GOAL OF THE EXERCISE ->
Restate each of the lines given below, word for word.

DATA IN THIS EXERCISE ->
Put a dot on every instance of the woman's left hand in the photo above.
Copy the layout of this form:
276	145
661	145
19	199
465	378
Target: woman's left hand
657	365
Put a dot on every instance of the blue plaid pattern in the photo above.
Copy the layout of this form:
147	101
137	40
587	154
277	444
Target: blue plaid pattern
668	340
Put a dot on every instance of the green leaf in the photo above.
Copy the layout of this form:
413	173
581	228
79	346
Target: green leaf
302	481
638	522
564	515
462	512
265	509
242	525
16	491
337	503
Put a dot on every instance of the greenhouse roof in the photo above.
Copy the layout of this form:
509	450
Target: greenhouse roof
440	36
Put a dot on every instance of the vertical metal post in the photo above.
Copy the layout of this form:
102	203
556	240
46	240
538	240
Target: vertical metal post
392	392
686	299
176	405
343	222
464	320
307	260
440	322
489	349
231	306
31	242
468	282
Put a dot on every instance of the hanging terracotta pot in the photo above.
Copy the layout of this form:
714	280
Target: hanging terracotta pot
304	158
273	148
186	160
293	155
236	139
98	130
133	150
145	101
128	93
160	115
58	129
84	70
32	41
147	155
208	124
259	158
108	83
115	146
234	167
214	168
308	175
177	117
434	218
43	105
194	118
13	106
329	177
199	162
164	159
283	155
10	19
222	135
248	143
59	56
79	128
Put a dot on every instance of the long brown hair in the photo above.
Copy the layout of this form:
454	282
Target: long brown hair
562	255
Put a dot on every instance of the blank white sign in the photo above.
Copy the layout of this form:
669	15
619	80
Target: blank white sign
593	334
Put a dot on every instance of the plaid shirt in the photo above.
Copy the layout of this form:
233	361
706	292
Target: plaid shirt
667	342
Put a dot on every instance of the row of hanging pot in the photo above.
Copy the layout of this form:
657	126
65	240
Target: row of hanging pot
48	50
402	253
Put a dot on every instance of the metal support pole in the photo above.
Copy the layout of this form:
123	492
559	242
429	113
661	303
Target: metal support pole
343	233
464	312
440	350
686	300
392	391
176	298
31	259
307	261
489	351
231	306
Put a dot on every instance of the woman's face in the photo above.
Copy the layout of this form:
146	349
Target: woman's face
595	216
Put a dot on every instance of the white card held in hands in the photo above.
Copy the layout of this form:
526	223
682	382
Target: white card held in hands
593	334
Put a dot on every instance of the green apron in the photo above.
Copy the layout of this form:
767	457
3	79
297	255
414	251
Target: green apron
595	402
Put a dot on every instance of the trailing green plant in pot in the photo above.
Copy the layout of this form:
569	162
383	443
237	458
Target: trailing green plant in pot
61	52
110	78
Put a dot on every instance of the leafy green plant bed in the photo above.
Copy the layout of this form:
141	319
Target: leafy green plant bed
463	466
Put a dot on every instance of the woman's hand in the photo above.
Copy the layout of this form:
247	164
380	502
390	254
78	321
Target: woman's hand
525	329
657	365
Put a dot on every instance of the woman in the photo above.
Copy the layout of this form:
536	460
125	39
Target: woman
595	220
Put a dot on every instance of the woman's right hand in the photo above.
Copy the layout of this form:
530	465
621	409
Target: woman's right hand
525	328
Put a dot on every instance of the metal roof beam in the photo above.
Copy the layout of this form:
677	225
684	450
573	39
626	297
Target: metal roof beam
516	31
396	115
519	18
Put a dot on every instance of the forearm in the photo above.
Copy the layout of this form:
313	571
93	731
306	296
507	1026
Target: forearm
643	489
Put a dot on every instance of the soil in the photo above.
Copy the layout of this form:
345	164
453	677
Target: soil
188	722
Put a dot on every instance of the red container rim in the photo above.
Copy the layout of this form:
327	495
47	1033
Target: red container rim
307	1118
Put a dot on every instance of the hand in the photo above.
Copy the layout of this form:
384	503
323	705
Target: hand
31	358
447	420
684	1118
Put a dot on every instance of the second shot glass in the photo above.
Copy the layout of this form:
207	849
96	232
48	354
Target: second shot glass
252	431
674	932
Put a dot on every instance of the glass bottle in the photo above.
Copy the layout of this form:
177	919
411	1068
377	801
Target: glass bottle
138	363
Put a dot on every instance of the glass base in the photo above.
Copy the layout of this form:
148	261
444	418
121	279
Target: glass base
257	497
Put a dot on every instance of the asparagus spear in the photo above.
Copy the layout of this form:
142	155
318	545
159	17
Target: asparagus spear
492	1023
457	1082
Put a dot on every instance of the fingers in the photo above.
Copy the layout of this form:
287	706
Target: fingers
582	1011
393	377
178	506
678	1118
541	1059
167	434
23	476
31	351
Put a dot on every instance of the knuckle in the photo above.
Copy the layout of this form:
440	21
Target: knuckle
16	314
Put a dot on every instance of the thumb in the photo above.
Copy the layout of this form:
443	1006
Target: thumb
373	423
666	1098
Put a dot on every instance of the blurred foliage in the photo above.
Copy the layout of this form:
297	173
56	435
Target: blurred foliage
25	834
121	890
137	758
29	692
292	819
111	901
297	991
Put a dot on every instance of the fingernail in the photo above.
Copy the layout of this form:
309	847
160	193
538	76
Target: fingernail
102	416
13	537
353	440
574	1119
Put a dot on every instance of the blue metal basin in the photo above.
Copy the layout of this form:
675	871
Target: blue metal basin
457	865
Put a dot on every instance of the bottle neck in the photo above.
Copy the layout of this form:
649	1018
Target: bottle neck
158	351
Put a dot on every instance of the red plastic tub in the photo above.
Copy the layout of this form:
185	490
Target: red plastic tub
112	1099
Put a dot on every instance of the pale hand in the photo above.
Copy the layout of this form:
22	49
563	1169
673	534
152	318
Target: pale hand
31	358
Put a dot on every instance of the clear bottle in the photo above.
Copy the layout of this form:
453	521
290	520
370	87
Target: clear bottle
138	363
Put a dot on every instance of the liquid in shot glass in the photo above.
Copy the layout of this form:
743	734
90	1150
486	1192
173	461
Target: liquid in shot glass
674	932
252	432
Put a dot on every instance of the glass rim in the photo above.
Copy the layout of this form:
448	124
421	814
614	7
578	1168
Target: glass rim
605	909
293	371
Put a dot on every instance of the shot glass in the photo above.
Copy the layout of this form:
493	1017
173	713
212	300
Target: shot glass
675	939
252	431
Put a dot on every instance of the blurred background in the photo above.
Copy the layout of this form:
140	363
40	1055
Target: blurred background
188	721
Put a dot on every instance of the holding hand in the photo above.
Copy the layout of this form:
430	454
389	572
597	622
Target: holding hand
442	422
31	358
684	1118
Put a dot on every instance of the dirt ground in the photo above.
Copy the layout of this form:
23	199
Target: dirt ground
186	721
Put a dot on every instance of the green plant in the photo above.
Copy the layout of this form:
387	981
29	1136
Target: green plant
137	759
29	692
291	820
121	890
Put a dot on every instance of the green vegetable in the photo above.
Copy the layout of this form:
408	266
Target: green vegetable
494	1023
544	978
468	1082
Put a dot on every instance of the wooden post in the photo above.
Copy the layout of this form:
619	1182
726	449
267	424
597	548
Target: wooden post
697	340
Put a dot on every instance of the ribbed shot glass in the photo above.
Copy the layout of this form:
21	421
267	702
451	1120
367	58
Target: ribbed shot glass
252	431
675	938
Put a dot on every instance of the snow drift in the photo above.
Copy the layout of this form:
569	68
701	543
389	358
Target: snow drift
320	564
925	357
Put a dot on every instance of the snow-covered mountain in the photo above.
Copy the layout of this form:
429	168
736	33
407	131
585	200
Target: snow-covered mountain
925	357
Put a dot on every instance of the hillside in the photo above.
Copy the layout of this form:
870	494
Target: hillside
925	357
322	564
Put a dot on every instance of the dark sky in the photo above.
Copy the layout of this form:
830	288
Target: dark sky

THE RESPONSE ->
Put a dot on every instance of the woman's left hand in the photo above.
Copy the layout of this form:
276	145
661	145
19	199
465	378
Target: woman's left hand
657	365
Put a dot on every instance of the blue plaid pattern in the photo above.
Copy the layout of this form:
147	101
137	40
587	154
277	444
Target: blue plaid pattern
668	340
Put a dot on every instance of the green leaf in the photo above.
Copy the layout of this form:
413	173
581	228
79	346
Target: green leaf
302	481
638	522
564	515
462	512
265	509
242	525
16	491
337	503
Put a dot on every instance of the greenhouse roof in the photo above.
Copy the layout of this form:
509	450
Target: greenhouse roof
440	36
Put a dot on every instance of the vertical metal post in the photo above.
Copy the layout of this form:
102	203
556	240
46	240
538	240
Target: vertical metal post
392	392
686	299
176	405
343	222
464	320
307	260
440	322
489	349
231	306
31	242
468	282
Put a dot on every instance of the hanging terracotta pot in the photo above.
Copy the layout of this form:
714	280
Target: hanging terracotta pot
304	158
273	148
186	160
293	155
236	139
98	130
133	150
145	101
128	93
160	115
58	129
84	70
32	41
147	155
208	124
259	158
108	83
115	146
234	167
214	168
308	175
177	117
434	218
43	105
194	118
13	106
329	177
199	162
164	159
283	155
10	19
222	135
248	143
59	56
79	128
Put a dot on every instance of the long brown hair in the photo above.
Copy the layout of this form:
454	282
Target: long brown hair
562	255
Put a dot on every instance of the blank white sign in the photo above.
Copy the layout of this form:
669	15
619	80
Target: blank white sign
593	334
Put a dot on every instance of the plaid shirt in the photo above.
Copy the layout of this form:
233	361
706	292
Target: plaid shirt
667	342
Put a dot on every instance of the row of hanging pot in the photo above.
Copy the layout of this form:
657	126
65	240
Target: row of hanging pot
48	50
402	253
Put a dot on every instance of the metal support pole in the photo above.
Copy the layout of this form:
123	492
559	242
429	113
661	303
Target: metal support pole
343	233
464	312
440	350
686	300
392	391
176	298
31	259
307	261
489	351
231	306
Put a dot on every instance of the woman's face in the photo above.
Copy the layout of this form:
146	349
Target: woman's face
595	216
Put a dot on every instance of the white card held in hands in the photo above.
Copy the layout of this form:
526	223
682	382
Target: white card held in hands
593	334
Put a dot on every instance of the green apron in the photo above.
Copy the layout of this form:
767	457
3	79
297	255
414	251
Target: green apron
595	402
Put a dot on every instance of the trailing green plant in pot in the photo above.
Copy the layout of this form:
569	162
383	443
237	458
Target: trailing green plant in pot
61	52
110	78
Put a dot on every instance of the leafy green plant bed in the photo above.
Copy the layout of this form:
141	319
Target: leafy green plant bed
463	466
Put a dot on every instance of the woman's hand in the photo above.
Copy the layout of this form:
247	164
380	502
390	254
78	321
Target: woman's hand
525	329
657	365
Put a dot on every instance of the woman in the photo above.
Copy the layout of this form:
536	460
125	39
Target: woman
595	220
Put a dot on every instance of the woman's right hand in the photo above.
Copy the layout of this form:
530	465
621	409
Target: woman's right hand
525	328
Put a dot on every instance of the metal roof beam in the photo above.
Copy the layout of this form:
677	225
684	450
573	39
626	297
Target: metal roof beam
516	31
396	115
519	18
Put a dot on every instance of the forearm in the photo above.
Copy the layout of this form:
313	571
93	731
306	296
507	1026
Target: forearm
643	489
Put a dot on every instance of the soil in the photo above.
Copy the layout of this form:
345	164
453	677
Target: soil
188	722
Put a dot on every instance of the red container rim in the photo above.
Copy the layout of this form:
327	495
47	1033
Target: red container rim
307	1118
Put a dot on every instance of the hand in the photo above.
Copy the layout of this form:
384	503
323	705
Target: hand
31	358
447	420
684	1118
Put a dot on every instance of the second shot glass in the photo above.
Copy the layout of this form:
207	849
96	232
48	354
Target: second shot glass
252	431
674	932
Put a dot on every instance of the glass bottle in the photo above.
Copy the layout of this form:
177	919
411	1068
377	801
Target: glass bottle
138	363
Put a dot on every instance of the glass base in the photo above.
Copy the layout of this form:
148	261
444	418
121	279
Target: glass base
257	497
Put a dot on every instance of the asparagus spear in the photo above.
Copy the layout of this form:
142	155
318	545
159	17
Target: asparagus spear
492	1023
457	1082
Put a dot on every instance of the fingers in the photo above.
Copy the layout of this form:
287	706
Target: fingers
582	1011
393	377
178	506
678	1118
541	1059
167	434
23	476
31	351
Put a dot on every instance of the knuckle in the photo above.
Copy the layout of this form:
440	21
Target: knuckle
16	314
Put a dot on every instance of the thumb in the photo above.
Copy the layout of this form:
443	1006
Target: thumb
373	423
666	1098
Put a dot on every instance of the blurred foliage in the photo above.
Copy the layout of this form:
297	173
56	435
Target: blurred foliage
25	834
121	890
137	758
29	692
292	819
111	901
297	991
Put a dot on every instance of the fingernail in the photo above.
Copy the layout of this form:
309	847
160	193
538	76
Target: fingernail
102	416
13	537
353	440
574	1119
Put a dot on every instance of the blue metal basin in the photo above.
Copy the layout of this form:
675	871
Target: blue metal basin
457	865
Put a dot on every instance of the bottle neck in the photo above.
Copy the layout of this form:
649	1018
Target: bottle neck
158	351
Put a dot on every instance of the red plastic tub in the photo above.
Copy the layout of this form:
185	490
Target: red plastic tub
112	1099
Put a dot on every instance of the pale hand in the photo above.
Copy the layout of this form:
22	49
563	1169
673	534
152	318
Target: pale hand
31	358
Put a dot on every instance of the clear bottle in the photo above.
Copy the layout of this form:
453	521
290	520
370	87
Target: clear bottle
138	363
Put a dot on every instance of the liquid in shot glass in the photo above.
Copy the layout of this form:
743	734
90	1150
486	1192
173	461
Target: liquid in shot glass
674	932
252	432
Put a dot on every instance of the glass rim in the photo above.
Copy the layout of this form:
448	124
421	814
614	7
578	1168
Target: glass rim
605	909
293	371
Put a dot on every instance of the shot glass in the photo above.
Copy the layout of this form:
493	1017
173	713
212	300
Target: shot glass
675	939
252	431
Put a dot on every instance of the blurred background in the photo above.
Copy the layout of this form:
140	363
40	1055
Target: blurred background
188	721
Put a dot on every instance of the holding hand in the photo above.
Copy the layout of this form:
430	454
389	572
597	622
Target: holding hand
442	422
31	358
684	1118
Put a dot on every instance of the dirt ground in the photo above.
Copy the layout of this form:
23	199
Target: dirt ground
186	721
Put a dot on every instance of the green plant in the photo above.
Copy the layout of this form:
387	981
29	1136
Target: green plant
137	759
29	692
291	820
121	890
Put a dot on every instance of the green vegetable in the photo above.
Copy the layout of this form:
408	266
Target: green vegetable
494	1023
544	978
468	1082
Put a dot on every instance of the wooden post in the photo above.
Copy the layout of this form:
619	1182
726	449
267	424
597	548
Target: wooden post
697	340
Put a dot on every instance of the ribbed shot glass in the photo above.
Copy the layout of this form:
21	421
267	702
451	1120
367	58
Target: ribbed shot glass
252	431
675	938
Put a dot on every instance of the snow drift in the photo above.
Copy the layout of this form:
569	68
701	543
389	358
Target: snow drift
320	564
925	357
Put a dot on every instance of the snow-covered mountain in the photo above.
Copy the layout of this form:
429	168
736	33
407	131
585	200
Target: snow-covered mountain
925	357
Put a dot on every instance of the hillside in the photo above.
Copy the layout of this form:
870	494
Target: hillside
925	357
322	564
Put a dot on every instance of the dark sky in the photo above.
Copy the layout of this form:
830	288
Target: dark sky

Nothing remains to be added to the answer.